What the task asks
Rewrite the records from their start through the line containing "371L438 306L420 301L428", including that line, so that "outline" becomes "contour" and nothing else changes.

Listed entries

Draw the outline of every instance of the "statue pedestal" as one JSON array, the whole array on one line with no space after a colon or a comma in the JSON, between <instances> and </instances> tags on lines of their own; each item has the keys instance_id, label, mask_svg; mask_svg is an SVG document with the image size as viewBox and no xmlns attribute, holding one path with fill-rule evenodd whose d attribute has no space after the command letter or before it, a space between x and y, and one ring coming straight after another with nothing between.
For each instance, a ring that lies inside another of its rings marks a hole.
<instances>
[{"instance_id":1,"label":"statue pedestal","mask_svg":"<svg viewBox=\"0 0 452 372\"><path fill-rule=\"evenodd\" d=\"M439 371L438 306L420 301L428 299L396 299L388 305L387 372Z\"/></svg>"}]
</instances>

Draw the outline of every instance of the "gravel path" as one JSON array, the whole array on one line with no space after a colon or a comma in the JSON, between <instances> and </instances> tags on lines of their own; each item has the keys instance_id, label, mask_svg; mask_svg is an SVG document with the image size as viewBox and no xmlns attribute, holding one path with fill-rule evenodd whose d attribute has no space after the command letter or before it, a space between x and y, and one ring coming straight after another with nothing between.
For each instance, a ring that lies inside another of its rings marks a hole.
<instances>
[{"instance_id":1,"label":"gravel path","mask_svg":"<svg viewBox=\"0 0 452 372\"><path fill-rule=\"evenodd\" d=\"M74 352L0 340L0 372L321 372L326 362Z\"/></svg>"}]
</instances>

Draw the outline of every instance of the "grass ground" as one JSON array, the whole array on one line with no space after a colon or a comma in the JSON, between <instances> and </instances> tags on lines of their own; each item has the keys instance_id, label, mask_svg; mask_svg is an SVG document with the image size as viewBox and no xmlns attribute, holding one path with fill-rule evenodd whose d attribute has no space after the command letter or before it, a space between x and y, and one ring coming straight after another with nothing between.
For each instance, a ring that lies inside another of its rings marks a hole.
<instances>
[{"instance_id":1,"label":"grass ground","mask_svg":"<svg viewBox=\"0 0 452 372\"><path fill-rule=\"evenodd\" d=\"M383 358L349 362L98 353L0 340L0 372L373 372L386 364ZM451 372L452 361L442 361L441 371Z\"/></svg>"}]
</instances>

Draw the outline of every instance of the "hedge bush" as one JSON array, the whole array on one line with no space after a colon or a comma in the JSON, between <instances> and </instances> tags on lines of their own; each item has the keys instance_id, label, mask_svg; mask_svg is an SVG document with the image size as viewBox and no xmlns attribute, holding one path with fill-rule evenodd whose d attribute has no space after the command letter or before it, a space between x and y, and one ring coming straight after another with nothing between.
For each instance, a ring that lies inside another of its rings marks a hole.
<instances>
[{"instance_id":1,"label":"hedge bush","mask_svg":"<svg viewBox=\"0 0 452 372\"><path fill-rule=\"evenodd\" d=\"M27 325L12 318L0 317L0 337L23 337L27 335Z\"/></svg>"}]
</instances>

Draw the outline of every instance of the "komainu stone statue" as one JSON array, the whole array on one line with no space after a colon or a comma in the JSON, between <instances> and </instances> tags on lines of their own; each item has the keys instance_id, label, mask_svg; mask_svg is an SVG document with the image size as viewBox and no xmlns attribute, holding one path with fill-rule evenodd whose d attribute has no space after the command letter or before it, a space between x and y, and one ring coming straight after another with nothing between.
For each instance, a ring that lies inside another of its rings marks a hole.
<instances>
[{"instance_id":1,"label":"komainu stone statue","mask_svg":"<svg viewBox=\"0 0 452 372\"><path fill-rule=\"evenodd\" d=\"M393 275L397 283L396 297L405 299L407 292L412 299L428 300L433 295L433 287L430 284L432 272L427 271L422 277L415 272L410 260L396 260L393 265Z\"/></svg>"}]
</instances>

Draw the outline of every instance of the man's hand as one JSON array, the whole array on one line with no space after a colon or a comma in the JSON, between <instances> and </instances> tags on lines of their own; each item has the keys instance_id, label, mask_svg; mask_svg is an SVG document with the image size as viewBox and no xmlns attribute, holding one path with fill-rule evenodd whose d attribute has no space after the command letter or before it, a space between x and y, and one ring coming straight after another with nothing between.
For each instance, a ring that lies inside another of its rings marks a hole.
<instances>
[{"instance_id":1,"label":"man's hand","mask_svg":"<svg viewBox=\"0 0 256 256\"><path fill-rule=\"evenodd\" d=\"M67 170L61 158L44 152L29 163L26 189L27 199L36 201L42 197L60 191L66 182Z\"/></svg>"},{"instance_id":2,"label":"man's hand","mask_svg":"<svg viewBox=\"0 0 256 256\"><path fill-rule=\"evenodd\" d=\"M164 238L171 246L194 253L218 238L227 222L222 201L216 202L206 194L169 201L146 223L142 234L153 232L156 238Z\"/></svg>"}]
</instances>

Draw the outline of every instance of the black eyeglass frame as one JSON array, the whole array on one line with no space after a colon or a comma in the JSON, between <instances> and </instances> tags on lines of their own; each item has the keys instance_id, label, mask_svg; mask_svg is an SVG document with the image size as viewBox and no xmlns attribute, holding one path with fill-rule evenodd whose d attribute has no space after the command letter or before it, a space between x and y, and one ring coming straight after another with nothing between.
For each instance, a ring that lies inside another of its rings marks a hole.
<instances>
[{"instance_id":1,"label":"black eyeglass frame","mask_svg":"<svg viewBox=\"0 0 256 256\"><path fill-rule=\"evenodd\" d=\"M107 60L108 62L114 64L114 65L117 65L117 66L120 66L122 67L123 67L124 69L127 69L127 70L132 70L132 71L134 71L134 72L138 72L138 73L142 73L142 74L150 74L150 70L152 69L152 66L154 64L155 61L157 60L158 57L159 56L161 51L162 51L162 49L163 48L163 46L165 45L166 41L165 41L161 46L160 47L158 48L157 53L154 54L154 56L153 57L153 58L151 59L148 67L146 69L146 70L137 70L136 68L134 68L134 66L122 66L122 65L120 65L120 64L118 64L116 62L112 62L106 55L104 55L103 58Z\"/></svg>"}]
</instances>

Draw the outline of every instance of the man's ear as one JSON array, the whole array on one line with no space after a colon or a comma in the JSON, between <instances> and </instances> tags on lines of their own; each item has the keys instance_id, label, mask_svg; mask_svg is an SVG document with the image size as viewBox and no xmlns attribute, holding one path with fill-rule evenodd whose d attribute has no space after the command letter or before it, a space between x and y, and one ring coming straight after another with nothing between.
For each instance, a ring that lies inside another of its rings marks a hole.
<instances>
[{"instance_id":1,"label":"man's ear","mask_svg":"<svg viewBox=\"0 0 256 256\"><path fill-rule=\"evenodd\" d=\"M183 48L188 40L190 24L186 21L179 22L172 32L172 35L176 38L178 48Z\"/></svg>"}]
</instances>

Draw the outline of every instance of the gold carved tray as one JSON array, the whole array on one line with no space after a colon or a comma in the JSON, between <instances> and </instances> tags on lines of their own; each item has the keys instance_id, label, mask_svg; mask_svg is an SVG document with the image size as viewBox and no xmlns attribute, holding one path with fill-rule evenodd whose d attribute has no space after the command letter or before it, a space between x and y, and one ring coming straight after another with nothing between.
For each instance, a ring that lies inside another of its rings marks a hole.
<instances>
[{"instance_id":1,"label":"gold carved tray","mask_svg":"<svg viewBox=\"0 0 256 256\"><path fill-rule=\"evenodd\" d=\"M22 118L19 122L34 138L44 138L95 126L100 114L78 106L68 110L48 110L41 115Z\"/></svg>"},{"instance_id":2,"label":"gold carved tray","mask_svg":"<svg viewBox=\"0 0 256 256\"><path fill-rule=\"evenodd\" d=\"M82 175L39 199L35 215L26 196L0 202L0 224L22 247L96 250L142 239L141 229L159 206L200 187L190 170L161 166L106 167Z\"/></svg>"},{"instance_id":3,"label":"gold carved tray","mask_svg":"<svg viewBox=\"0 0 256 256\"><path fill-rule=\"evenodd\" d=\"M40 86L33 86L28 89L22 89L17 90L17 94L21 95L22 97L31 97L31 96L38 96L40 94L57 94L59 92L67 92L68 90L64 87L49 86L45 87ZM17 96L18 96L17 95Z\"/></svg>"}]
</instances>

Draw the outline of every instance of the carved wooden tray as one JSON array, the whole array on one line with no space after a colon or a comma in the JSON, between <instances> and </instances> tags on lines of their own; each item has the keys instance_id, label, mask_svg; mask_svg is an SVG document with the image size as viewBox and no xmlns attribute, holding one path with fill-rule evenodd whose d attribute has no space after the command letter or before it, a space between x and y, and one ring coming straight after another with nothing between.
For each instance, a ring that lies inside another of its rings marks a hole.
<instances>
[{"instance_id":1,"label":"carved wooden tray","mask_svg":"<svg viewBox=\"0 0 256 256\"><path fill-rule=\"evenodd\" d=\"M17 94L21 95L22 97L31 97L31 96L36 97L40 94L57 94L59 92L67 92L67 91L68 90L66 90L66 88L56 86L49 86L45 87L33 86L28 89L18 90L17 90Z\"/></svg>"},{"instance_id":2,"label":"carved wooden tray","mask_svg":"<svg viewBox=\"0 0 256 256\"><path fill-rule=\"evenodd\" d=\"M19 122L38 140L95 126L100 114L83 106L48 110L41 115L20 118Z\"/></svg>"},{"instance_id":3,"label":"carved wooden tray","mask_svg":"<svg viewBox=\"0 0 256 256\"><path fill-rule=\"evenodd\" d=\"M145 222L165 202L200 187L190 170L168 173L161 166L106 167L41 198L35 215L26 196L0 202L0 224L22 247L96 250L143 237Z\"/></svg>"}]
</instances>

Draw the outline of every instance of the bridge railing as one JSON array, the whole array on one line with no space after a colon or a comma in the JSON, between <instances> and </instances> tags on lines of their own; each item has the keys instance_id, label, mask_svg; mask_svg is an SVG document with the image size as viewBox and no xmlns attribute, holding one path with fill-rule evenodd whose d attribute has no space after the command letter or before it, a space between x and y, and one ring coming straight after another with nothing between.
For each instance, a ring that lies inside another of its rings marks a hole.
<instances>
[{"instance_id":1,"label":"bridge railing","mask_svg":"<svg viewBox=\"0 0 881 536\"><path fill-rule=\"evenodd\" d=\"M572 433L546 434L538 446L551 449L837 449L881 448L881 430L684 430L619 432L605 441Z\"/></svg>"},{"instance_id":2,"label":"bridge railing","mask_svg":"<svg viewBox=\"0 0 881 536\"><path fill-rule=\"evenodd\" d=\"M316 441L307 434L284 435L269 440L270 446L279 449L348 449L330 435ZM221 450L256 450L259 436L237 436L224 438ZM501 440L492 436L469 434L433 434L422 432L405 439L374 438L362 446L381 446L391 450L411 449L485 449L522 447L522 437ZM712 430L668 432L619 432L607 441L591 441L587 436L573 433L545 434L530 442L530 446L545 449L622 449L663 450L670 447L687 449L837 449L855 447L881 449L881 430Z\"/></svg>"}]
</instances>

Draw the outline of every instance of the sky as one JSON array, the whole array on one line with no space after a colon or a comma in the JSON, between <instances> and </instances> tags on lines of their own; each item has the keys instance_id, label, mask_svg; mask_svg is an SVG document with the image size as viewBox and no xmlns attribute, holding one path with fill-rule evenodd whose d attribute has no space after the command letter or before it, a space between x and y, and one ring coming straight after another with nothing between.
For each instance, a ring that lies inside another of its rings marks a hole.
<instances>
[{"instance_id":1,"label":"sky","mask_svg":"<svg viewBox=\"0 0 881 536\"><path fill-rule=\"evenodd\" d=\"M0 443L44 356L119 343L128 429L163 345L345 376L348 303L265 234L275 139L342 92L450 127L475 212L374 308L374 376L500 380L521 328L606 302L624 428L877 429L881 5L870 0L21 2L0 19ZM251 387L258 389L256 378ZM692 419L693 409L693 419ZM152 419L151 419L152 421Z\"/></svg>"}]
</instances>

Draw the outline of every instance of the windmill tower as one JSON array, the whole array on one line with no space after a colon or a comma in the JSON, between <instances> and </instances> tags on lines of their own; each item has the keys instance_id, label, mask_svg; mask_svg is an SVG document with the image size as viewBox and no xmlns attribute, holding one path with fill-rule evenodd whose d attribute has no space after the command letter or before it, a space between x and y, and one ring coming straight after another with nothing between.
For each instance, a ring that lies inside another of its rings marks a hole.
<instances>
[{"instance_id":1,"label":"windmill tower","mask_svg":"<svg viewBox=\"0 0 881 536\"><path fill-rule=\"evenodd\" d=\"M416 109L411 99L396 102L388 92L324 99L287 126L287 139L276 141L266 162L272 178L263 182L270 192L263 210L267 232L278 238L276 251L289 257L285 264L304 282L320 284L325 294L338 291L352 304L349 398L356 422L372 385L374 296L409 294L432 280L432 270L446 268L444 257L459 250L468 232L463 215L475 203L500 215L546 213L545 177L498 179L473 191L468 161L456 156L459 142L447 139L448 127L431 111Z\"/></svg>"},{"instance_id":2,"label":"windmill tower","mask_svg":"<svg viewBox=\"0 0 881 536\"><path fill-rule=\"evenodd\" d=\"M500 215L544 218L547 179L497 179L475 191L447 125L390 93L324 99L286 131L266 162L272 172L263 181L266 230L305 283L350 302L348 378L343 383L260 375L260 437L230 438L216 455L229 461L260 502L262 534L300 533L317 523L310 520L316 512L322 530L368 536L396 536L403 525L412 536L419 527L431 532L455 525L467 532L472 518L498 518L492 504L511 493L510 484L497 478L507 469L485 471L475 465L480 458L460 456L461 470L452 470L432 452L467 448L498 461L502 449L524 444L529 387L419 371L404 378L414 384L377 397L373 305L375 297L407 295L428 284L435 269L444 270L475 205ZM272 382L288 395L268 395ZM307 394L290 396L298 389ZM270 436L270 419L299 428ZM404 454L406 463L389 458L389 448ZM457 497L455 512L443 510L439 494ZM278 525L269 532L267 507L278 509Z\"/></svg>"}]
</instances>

The result
Draw the contour of every instance of the "statue pedestal" as one JSON array, the whole array on one line with no space after a colon or a comma in the JSON, between <instances> and </instances> tags on lines of their own; each item has the keys instance_id, label, mask_svg; mask_svg is an SVG document with the image size as viewBox and no xmlns attribute, holding one path with fill-rule evenodd whose d attribute has no space after the command letter or before it, a space between x and y, and one ring coming straight after another with nothing between.
For each instance, a ring that lies inside another of its rings marks a hole.
<instances>
[{"instance_id":1,"label":"statue pedestal","mask_svg":"<svg viewBox=\"0 0 452 372\"><path fill-rule=\"evenodd\" d=\"M439 371L438 306L420 301L428 299L396 299L388 305L387 372Z\"/></svg>"}]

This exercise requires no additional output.